(Saved entries)
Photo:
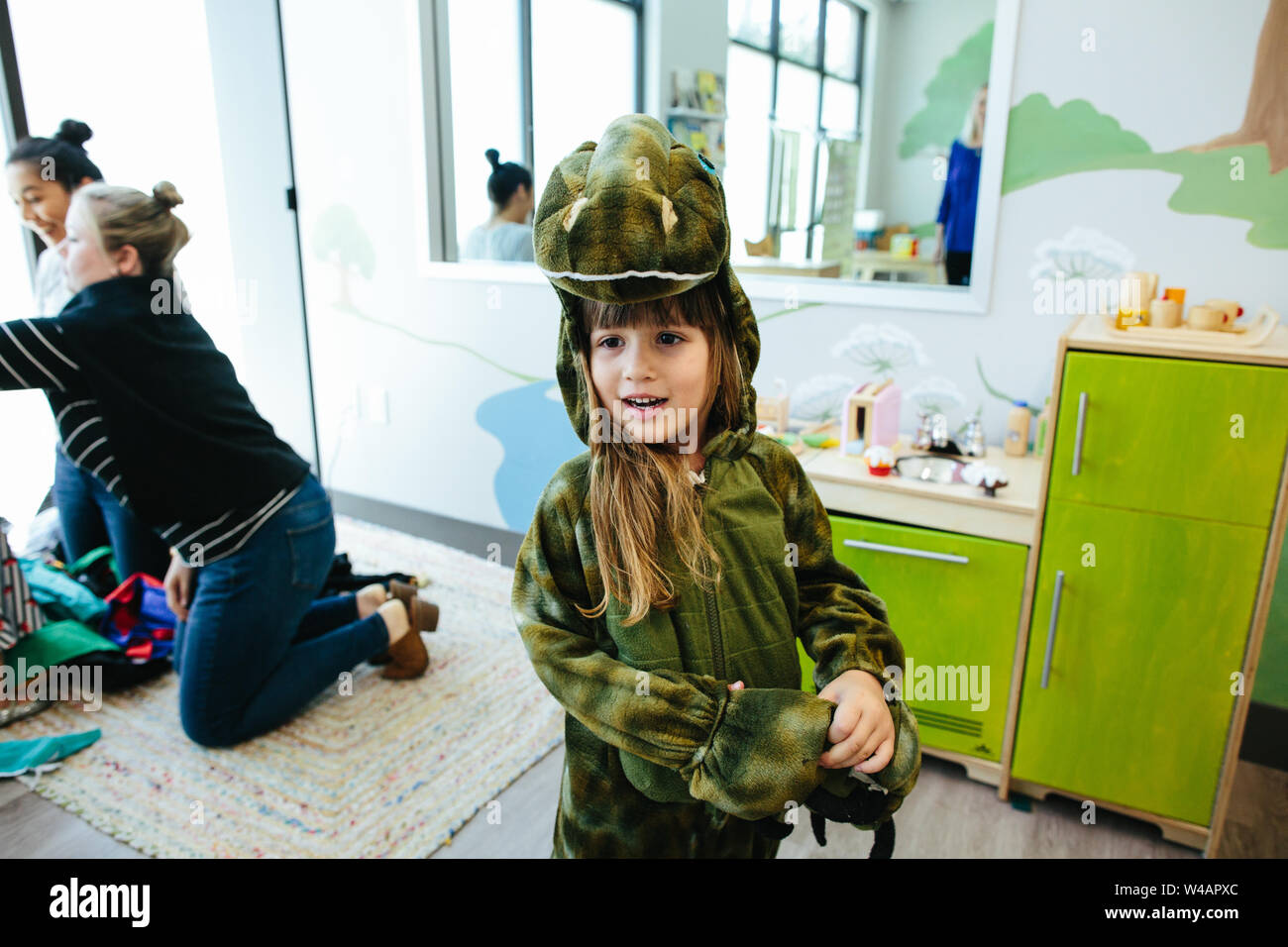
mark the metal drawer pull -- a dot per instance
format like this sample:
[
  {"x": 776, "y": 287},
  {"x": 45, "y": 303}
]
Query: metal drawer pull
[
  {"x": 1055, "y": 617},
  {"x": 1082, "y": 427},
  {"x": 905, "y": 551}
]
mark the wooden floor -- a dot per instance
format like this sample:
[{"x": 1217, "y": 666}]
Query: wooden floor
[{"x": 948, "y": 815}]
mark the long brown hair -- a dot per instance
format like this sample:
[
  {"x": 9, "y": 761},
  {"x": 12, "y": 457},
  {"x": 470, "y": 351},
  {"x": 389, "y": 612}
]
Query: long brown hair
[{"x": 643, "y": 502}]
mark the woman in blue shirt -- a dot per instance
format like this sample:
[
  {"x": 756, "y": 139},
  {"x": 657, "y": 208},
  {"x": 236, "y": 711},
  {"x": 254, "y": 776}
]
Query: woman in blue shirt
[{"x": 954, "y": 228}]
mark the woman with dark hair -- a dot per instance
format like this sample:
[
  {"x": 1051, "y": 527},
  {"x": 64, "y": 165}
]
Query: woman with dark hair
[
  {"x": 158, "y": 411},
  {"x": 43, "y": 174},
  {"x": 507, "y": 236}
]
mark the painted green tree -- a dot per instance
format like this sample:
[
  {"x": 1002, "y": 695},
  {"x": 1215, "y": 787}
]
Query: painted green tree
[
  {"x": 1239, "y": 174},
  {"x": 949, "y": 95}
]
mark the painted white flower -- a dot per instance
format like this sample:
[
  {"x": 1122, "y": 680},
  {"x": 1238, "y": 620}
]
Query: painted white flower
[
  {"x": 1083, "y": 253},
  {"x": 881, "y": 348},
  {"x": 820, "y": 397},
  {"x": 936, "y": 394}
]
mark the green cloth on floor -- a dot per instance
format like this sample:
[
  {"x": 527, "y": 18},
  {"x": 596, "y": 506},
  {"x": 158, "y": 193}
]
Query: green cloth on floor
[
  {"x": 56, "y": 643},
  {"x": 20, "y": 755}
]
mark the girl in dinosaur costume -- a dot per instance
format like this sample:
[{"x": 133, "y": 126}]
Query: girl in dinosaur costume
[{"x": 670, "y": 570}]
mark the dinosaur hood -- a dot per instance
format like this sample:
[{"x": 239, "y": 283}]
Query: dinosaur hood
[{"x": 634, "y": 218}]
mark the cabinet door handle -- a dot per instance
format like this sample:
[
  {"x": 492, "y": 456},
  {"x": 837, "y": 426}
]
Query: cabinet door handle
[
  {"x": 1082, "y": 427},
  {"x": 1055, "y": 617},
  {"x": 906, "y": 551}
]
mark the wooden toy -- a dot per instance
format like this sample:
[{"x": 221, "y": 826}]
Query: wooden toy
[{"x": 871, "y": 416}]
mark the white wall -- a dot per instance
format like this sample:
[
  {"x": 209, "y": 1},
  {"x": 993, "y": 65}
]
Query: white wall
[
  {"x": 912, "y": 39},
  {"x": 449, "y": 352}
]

...

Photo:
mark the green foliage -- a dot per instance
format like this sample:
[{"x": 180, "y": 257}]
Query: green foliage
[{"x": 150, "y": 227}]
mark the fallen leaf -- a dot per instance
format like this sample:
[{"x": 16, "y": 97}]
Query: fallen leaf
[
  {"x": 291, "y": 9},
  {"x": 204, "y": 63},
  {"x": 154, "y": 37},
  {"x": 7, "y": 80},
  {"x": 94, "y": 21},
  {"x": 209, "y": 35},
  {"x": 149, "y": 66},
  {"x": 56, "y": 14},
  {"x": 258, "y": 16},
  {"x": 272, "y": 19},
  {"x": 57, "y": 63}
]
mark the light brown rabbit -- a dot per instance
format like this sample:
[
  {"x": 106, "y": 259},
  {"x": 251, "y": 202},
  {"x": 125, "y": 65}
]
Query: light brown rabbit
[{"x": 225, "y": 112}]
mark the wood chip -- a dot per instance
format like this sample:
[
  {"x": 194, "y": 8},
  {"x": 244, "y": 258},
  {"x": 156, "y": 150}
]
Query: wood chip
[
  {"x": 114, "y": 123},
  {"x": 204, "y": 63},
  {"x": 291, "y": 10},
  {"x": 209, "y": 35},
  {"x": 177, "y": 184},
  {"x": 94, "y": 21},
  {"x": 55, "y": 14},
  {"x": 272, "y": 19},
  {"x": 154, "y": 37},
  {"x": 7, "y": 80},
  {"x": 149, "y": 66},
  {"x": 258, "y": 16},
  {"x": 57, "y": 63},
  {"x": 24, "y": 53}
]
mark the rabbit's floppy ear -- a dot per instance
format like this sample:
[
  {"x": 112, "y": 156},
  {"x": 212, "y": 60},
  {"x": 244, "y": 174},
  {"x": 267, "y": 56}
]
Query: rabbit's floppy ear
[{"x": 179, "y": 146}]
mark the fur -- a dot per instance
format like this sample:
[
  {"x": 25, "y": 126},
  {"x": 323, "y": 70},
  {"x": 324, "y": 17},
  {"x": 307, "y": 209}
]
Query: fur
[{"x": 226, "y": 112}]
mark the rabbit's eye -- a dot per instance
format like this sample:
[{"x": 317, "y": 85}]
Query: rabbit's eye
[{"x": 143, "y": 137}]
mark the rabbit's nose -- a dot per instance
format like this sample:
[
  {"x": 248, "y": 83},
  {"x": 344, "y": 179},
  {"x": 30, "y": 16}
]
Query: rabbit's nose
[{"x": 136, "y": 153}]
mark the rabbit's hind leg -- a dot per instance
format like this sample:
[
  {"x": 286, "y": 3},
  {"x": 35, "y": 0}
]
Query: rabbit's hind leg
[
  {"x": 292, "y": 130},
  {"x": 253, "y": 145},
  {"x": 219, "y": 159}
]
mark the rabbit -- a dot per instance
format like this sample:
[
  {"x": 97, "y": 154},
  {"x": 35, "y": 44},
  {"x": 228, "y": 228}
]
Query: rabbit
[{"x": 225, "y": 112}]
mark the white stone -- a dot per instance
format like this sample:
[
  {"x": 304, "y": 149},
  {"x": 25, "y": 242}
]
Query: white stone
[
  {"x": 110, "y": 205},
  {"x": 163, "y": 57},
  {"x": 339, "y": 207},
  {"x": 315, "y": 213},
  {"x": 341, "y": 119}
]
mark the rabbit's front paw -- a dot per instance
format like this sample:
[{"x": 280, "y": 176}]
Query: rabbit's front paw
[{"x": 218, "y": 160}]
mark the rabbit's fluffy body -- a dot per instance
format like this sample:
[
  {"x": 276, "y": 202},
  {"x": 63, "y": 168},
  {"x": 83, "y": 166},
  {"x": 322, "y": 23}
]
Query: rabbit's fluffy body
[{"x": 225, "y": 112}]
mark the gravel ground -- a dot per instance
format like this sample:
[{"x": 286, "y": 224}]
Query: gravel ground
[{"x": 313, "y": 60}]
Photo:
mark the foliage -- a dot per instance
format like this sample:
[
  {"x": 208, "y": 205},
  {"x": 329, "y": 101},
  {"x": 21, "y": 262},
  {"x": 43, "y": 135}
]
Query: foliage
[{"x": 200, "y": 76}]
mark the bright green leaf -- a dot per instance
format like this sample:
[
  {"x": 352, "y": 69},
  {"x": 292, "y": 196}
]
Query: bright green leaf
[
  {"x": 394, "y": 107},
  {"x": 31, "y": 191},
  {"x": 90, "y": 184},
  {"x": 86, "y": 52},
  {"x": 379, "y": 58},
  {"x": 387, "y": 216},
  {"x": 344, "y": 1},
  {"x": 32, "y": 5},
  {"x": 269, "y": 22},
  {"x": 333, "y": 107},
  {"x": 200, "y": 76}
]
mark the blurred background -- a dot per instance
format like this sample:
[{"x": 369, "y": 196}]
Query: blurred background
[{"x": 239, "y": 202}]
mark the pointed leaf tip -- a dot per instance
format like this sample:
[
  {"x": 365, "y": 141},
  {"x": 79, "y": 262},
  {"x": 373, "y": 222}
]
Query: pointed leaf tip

...

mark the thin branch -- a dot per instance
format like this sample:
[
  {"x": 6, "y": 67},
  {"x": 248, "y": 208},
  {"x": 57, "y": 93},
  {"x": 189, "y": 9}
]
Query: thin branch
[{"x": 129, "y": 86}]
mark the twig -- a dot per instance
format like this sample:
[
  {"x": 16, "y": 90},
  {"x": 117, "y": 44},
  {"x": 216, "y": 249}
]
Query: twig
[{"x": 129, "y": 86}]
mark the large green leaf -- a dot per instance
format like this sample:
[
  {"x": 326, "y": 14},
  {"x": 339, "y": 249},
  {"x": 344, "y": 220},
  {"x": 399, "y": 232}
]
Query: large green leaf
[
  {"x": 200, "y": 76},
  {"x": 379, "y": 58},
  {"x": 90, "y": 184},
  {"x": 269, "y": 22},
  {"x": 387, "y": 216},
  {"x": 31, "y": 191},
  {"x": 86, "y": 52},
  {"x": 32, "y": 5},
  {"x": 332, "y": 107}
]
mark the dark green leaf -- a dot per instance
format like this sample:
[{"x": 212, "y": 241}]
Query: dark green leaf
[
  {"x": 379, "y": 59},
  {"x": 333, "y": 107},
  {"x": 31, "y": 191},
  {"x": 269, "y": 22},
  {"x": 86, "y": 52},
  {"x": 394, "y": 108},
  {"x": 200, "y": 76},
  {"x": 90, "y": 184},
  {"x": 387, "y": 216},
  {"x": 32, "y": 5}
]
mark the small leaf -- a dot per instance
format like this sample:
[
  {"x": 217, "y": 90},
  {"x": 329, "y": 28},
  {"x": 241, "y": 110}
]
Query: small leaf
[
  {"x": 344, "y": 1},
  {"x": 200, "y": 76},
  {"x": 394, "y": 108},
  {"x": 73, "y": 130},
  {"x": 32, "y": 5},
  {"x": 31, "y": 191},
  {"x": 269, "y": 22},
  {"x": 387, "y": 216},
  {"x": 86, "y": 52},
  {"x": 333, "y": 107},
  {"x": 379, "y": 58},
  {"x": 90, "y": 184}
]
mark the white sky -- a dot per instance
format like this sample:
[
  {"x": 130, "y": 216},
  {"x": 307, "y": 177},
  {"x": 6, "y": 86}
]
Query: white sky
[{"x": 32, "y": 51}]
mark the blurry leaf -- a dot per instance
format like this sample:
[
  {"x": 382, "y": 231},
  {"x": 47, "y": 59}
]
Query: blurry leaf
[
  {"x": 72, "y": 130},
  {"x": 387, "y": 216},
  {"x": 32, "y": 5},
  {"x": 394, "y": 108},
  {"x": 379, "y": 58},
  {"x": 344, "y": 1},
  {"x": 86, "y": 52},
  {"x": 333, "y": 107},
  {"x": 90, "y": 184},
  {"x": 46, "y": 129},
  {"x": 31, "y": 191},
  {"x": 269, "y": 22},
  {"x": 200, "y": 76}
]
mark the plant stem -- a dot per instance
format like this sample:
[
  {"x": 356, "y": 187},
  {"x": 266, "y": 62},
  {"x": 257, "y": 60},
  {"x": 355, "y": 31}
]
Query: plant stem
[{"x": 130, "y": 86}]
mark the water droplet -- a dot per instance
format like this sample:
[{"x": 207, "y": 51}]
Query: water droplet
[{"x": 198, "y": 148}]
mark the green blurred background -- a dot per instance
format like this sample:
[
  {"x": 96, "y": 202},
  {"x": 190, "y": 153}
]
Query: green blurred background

**To do**
Copy every line of the data that holds the string "pointed".

**Response**
mark the pointed leaf tip -- a dot per instance
Query: pointed leaf tip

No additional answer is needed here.